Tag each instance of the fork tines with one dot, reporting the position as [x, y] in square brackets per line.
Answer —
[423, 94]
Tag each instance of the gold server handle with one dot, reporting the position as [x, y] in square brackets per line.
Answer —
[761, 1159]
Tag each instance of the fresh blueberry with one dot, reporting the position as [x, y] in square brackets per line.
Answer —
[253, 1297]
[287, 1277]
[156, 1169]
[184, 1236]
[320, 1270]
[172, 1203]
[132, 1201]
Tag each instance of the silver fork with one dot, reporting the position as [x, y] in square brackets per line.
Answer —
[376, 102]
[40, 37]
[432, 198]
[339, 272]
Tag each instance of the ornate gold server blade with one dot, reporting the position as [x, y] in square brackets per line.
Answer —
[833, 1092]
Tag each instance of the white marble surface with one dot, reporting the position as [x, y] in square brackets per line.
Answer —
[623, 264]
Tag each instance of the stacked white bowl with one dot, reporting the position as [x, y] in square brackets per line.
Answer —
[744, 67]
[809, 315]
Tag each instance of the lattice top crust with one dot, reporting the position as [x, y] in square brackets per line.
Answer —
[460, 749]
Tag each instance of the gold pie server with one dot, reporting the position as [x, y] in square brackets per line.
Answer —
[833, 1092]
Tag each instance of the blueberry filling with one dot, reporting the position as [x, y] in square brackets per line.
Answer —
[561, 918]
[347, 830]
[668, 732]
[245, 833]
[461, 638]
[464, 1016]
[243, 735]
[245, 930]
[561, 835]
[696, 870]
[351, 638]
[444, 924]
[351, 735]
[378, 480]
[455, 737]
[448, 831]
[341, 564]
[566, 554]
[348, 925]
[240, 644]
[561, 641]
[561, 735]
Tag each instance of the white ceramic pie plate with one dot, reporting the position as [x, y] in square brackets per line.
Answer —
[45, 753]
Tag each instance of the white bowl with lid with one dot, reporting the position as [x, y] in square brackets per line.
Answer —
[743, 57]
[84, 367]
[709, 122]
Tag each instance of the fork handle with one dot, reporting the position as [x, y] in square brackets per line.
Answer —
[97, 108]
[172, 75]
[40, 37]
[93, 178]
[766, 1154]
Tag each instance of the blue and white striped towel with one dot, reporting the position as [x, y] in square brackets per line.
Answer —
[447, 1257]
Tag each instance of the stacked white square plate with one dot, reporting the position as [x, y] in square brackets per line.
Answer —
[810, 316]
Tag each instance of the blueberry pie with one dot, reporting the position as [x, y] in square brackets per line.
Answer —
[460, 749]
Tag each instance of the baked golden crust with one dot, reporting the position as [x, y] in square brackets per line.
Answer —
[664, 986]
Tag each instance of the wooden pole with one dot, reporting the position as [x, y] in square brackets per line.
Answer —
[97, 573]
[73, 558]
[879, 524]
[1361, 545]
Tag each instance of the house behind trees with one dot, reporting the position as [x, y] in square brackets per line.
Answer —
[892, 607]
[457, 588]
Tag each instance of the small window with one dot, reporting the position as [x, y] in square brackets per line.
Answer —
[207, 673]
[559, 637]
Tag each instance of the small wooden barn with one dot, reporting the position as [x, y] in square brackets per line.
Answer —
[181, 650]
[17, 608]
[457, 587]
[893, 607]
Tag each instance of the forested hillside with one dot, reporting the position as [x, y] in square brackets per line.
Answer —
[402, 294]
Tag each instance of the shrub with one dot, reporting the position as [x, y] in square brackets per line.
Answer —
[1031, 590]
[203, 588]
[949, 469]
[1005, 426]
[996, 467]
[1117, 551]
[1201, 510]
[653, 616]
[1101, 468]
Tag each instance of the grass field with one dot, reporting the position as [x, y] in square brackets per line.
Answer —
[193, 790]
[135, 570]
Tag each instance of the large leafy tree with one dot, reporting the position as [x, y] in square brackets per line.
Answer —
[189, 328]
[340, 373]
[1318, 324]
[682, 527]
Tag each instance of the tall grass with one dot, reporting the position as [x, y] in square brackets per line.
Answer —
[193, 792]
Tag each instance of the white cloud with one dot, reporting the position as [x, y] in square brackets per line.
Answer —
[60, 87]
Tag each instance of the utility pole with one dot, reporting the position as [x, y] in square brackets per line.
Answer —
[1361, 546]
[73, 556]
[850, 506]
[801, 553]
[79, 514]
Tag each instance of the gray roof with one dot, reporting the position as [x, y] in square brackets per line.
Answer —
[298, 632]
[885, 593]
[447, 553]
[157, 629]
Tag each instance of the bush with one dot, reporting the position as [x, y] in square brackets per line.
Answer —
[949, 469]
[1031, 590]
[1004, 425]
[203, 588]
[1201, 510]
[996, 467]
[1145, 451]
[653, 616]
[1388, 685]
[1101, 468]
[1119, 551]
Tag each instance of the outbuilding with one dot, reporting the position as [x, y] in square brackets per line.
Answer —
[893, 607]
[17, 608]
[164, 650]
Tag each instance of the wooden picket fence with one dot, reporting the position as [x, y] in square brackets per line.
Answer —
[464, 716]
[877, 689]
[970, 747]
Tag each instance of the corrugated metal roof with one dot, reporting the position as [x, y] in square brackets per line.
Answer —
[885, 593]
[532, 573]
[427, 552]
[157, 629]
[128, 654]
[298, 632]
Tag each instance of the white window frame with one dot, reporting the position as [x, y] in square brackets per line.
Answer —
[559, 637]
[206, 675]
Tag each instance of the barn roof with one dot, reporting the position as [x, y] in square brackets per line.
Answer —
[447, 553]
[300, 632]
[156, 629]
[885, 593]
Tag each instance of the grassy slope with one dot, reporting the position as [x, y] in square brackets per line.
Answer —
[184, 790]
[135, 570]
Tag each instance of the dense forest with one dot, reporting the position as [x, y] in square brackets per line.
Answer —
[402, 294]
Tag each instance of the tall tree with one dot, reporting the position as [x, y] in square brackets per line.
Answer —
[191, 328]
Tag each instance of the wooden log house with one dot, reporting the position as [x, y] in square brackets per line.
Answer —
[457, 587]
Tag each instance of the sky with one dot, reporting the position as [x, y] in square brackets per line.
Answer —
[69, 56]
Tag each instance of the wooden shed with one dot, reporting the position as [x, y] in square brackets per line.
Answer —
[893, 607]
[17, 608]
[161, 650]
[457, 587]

----

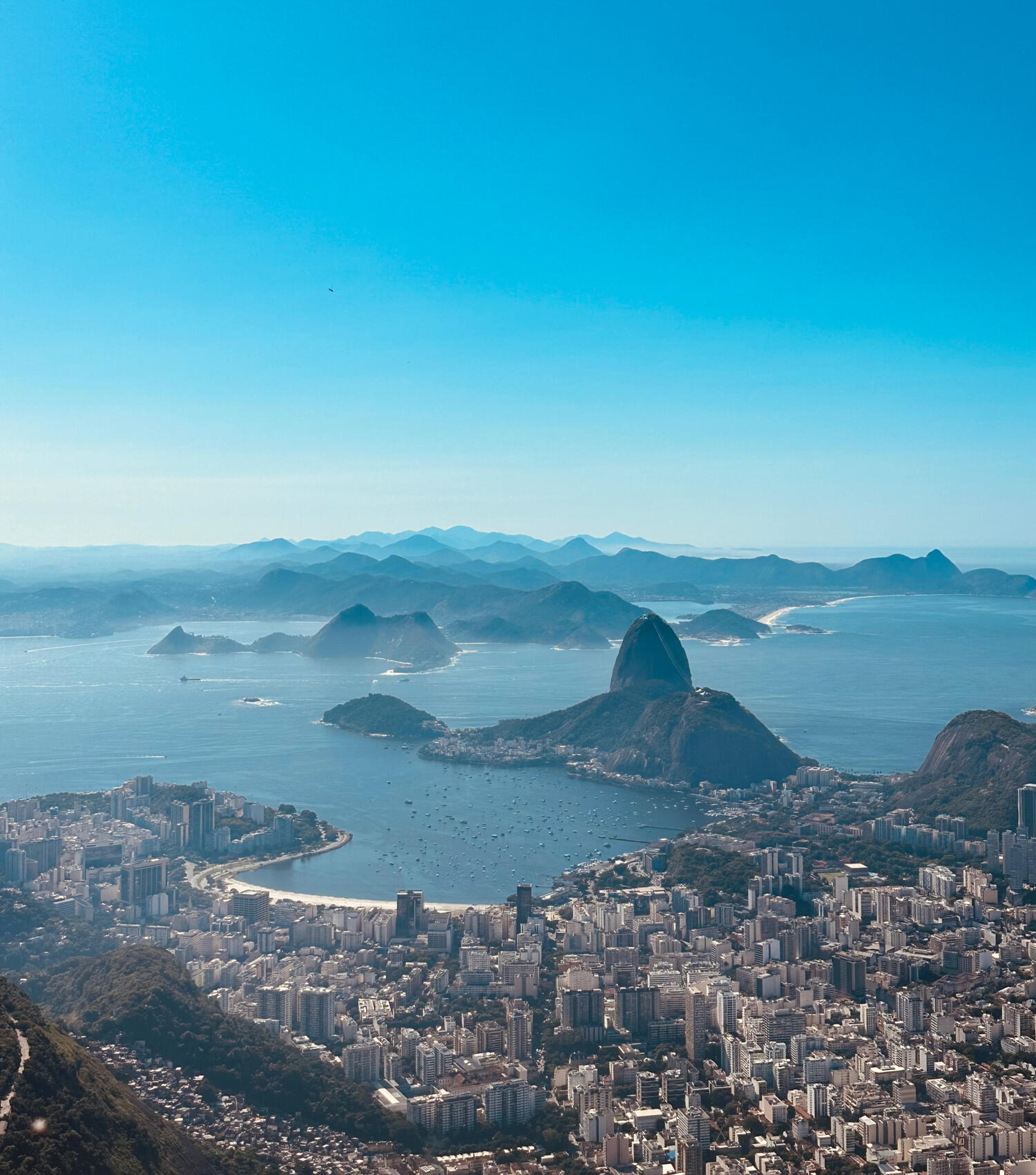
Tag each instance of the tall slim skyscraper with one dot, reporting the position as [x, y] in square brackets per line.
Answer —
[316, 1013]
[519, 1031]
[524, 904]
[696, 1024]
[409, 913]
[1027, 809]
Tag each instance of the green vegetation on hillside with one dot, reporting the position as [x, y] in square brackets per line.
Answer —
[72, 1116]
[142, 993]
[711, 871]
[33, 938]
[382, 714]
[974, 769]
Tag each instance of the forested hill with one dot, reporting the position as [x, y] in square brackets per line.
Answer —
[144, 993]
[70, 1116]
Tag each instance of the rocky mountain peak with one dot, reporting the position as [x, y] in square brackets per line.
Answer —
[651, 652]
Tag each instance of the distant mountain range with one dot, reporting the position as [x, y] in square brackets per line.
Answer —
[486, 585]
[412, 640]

----

* **Task details**: Return the stretch from the line that contains "Tag each instance of the fresh" through the line that contains "[132, 1201]", both ends included, reproducing those lines verbatim.

* **Final result**:
Tag each instance of the fresh blueberry with one dot, reporting the position as [x, y] in square brackets per line.
Answer —
[253, 1297]
[287, 1277]
[156, 1169]
[184, 1236]
[320, 1270]
[172, 1203]
[132, 1201]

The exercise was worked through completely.